# Uber Whatsit #123



## 480sparky (Nov 10, 2012)




----------



## kathyt (Nov 10, 2012)

It looks like tuna or a piece of granite rock


----------



## thetrue (Nov 10, 2012)

It looks like carpet string things


----------



## 480sparky (Nov 11, 2012)




----------



## thetrue (Nov 11, 2012)

Jelly sandwiches? Lol


----------



## jfrabat (Nov 11, 2012)

fiberglass?  stacked paper?


----------



## 480sparky (Nov 11, 2012)

jfrabat said:


> .........stacked paper?




Oh!  The compass needle just moved!


----------



## snowbear (Nov 11, 2012)

Smith Island Cake - no, that's not right.  Foam board?


----------



## kathyt (Nov 11, 2012)

Newspaper


----------



## 480sparky (Nov 11, 2012)

kathythorson said:


> Newspaper



News flash!..................







































No.


----------



## kathyt (Nov 11, 2012)

480sparky said:


> kathythorson said:
> 
> 
> > Newspaper
> ...



Why, oh, why sparkles do you get my hopes up? My self worth relies on getting these right!


----------



## 480sparky (Nov 11, 2012)

kathythorson said:


> Why, oh, why sparkles do you get my hopes up? My self worth relies on getting these right!



Then quit taking baths.  
	

	
	
		
		

		
		
	


	





But you're on the right track!


----------



## ryanwaff (Nov 11, 2012)

Shredded newspaper in stacks?


----------



## kathyt (Nov 11, 2012)

carbon copies from a checkbook or a book


----------



## ryanwaff (Nov 12, 2012)

Newspaper insulation?


----------



## jfrabat (Nov 12, 2012)

Could it be a book?  I mean, the pages...


----------



## 480sparky (Nov 12, 2012)




----------



## 4meandthem (Nov 12, 2012)

Inkjet paper


----------



## 480sparky (Nov 12, 2012)

--------------------------------

[Exercises to complete]
1) List every username that appears as a post author in the Uber Whatsit #123 forum thread, with each name given once.
2) Pick up the Uber Whatsit #123 forum thread at the point where it ends and write the post that follows.

[Record set]

--------------------------------

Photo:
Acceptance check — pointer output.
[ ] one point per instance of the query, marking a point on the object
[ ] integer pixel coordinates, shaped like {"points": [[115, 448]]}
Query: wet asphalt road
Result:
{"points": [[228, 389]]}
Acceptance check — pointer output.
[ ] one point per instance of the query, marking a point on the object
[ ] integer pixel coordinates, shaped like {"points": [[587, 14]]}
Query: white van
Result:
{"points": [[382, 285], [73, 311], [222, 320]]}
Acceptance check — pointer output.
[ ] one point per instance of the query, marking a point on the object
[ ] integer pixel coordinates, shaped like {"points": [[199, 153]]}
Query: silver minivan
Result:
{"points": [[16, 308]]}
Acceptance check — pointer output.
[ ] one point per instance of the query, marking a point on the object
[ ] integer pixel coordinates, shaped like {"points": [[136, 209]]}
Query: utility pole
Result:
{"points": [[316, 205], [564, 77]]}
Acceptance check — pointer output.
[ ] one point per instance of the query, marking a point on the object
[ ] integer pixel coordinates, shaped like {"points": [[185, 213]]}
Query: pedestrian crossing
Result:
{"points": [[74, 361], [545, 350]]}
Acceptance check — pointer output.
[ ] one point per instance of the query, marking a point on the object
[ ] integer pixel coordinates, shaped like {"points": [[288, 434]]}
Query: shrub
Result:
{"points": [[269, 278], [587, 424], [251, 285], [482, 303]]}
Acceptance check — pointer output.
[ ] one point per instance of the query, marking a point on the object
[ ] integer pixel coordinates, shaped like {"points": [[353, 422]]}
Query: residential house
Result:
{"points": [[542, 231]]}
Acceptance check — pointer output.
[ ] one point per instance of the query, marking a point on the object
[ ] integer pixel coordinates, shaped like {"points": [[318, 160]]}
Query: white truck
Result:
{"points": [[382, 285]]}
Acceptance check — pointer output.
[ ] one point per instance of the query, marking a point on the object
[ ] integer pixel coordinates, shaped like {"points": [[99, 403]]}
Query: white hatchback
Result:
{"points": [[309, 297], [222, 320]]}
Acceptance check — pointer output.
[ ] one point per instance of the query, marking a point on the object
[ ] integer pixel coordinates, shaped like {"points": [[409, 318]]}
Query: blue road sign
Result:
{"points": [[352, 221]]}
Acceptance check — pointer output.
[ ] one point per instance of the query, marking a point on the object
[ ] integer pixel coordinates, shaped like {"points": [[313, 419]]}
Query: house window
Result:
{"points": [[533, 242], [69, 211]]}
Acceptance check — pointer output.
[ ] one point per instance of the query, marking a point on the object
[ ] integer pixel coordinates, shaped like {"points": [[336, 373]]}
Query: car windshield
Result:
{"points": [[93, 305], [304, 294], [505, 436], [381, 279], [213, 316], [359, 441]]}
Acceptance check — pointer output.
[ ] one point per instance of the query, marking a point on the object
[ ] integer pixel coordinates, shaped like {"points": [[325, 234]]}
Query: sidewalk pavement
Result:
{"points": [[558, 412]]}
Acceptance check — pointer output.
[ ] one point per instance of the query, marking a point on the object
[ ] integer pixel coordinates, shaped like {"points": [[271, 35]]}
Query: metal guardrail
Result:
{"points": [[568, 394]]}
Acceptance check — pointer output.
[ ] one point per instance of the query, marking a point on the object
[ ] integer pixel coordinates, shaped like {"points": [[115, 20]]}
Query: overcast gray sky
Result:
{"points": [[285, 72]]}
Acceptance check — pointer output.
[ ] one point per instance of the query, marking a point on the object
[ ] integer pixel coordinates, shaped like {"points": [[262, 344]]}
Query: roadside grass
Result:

--------------------------------

[Response list]
1) 480sparky, kathyt, thetrue, jfrabat, snowbear, ryanwaff, 4meandthem

2)
Seems no one can cut this one.


----------



## jfrabat (Nov 12, 2012)

Courduroy?  Or a rug of some sort?


----------



## 480sparky (Nov 13, 2012)

Since the last image I posted is the entire frame (not just a part of one), I don't know if I have the heart to post any more clues.


----------



## thetrue (Nov 13, 2012)

Is it a lint brush?


----------



## PixelRabbit (Nov 13, 2012)

Stack of business cards ... Or prints?


----------



## 480sparky (Nov 13, 2012)

PixelRabbit said:


> Stack of business cards ... Or prints?



Oh............. so close!  Maybe with a little magic you can get this one!


----------



## PixelRabbit (Nov 13, 2012)

Oh! Playing cards!


----------



## 480sparky (Nov 13, 2012)

PixelRabbit said:


> Oh! Playing cards!





I was afraid I was going to have to club you with more clues!


----------



## thetrue (Nov 13, 2012)

Oh no! I'm too slow! Damn driving places slowing me down!


----------



## PixelRabbit (Nov 13, 2012)

thetrue said:


> Oh no! I'm too slow! Damn driving places slowing me down!


----------



## jfrabat (Nov 14, 2012)

I started so close and drifted SOOOO far away!!!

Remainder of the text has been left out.